(Region pointing data)
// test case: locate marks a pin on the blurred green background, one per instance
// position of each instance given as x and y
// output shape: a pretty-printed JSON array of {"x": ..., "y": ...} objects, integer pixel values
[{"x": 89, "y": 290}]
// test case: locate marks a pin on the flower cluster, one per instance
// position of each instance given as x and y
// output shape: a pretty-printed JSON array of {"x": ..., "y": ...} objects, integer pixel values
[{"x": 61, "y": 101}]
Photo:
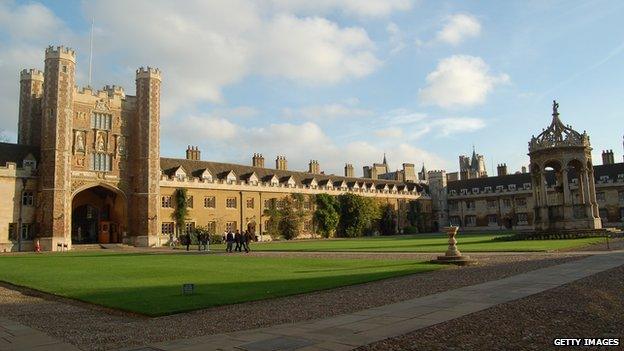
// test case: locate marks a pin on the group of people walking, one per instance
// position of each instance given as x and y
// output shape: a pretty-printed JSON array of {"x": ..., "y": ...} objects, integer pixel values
[{"x": 241, "y": 240}]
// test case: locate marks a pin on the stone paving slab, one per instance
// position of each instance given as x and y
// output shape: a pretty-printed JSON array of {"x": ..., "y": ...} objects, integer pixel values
[
  {"x": 351, "y": 330},
  {"x": 18, "y": 337},
  {"x": 347, "y": 331}
]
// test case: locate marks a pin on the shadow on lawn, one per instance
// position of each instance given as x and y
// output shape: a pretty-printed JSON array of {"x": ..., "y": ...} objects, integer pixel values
[{"x": 168, "y": 299}]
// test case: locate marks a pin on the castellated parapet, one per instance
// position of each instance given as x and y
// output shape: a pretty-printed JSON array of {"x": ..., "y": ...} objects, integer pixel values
[
  {"x": 60, "y": 52},
  {"x": 149, "y": 72},
  {"x": 31, "y": 74}
]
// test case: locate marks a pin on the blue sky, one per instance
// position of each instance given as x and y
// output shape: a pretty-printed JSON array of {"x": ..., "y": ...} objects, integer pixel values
[{"x": 347, "y": 80}]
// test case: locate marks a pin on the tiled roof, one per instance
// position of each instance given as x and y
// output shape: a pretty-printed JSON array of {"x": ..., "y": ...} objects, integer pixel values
[
  {"x": 16, "y": 153},
  {"x": 612, "y": 170},
  {"x": 300, "y": 178}
]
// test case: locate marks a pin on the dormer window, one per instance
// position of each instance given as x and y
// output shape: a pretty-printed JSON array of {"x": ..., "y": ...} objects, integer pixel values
[
  {"x": 32, "y": 164},
  {"x": 101, "y": 121},
  {"x": 206, "y": 176},
  {"x": 230, "y": 178}
]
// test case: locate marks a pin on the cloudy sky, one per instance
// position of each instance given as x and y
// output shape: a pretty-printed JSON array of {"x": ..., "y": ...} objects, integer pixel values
[{"x": 345, "y": 80}]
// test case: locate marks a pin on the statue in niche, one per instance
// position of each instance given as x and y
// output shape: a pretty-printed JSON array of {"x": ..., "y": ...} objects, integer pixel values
[
  {"x": 79, "y": 142},
  {"x": 121, "y": 145},
  {"x": 100, "y": 146}
]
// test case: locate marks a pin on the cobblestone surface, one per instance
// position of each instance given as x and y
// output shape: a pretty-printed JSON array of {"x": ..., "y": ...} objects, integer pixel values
[
  {"x": 592, "y": 307},
  {"x": 93, "y": 328}
]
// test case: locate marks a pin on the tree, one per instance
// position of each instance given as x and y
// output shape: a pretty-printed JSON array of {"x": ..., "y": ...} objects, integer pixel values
[
  {"x": 388, "y": 221},
  {"x": 326, "y": 215},
  {"x": 416, "y": 217},
  {"x": 3, "y": 137},
  {"x": 357, "y": 214},
  {"x": 290, "y": 221},
  {"x": 275, "y": 216},
  {"x": 180, "y": 212},
  {"x": 286, "y": 217}
]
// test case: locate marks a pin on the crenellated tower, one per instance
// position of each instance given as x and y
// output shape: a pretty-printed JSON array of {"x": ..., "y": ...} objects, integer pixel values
[
  {"x": 56, "y": 130},
  {"x": 31, "y": 94},
  {"x": 146, "y": 156}
]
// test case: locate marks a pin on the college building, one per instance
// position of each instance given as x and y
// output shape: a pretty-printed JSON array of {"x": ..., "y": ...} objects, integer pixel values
[{"x": 87, "y": 169}]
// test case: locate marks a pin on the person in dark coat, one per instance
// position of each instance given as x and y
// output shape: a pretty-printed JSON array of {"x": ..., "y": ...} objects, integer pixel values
[
  {"x": 238, "y": 238},
  {"x": 247, "y": 237},
  {"x": 229, "y": 239},
  {"x": 200, "y": 241}
]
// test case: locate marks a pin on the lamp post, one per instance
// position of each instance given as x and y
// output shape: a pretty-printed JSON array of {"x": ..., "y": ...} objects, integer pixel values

◆ Task objective
Leave out the pictures. Return exactly the lines from the first line of the records to the line bearing "parapet, one per instance", inclusive.

◆ Result of the exercise
// test case: locate marks a pin on the blurred green background, one per instance
// position of each instance given as x and y
// output shape: a pretty-printed JSON array of {"x": ..., "y": ...} objects, integer pixel values
[{"x": 89, "y": 290}]
// test case: locate marks a pin on the flower cluster, one per instance
// position of each instance given as x and y
// output shape: a pretty-printed JSON array of {"x": ..., "y": ...} objects, integer pixel values
[{"x": 61, "y": 101}]
Photo:
// test case: locate marks a pin on the group of people walking, one per instance
// position of each instance given as x and y
// output shape: a pretty-printed JSON array of {"x": ..., "y": ...} objects, integer pixel values
[{"x": 241, "y": 240}]
// test case: locate marks a pin on the stone paving slab, one per instance
// position of each instance given as x and y
// output shape: a pretty-printed JSON array of {"x": ..., "y": ...} objects, integer pixel values
[
  {"x": 351, "y": 330},
  {"x": 18, "y": 337},
  {"x": 347, "y": 331}
]
// test case: locate marks a pin on the shadow on lawn, one per instance
// position of each instance given as x and y
// output shape: a pretty-printed JSON array of {"x": ..., "y": ...} objects, integer pixel values
[{"x": 168, "y": 299}]
// test case: locate marks a pin on the castellated parapet, one per instance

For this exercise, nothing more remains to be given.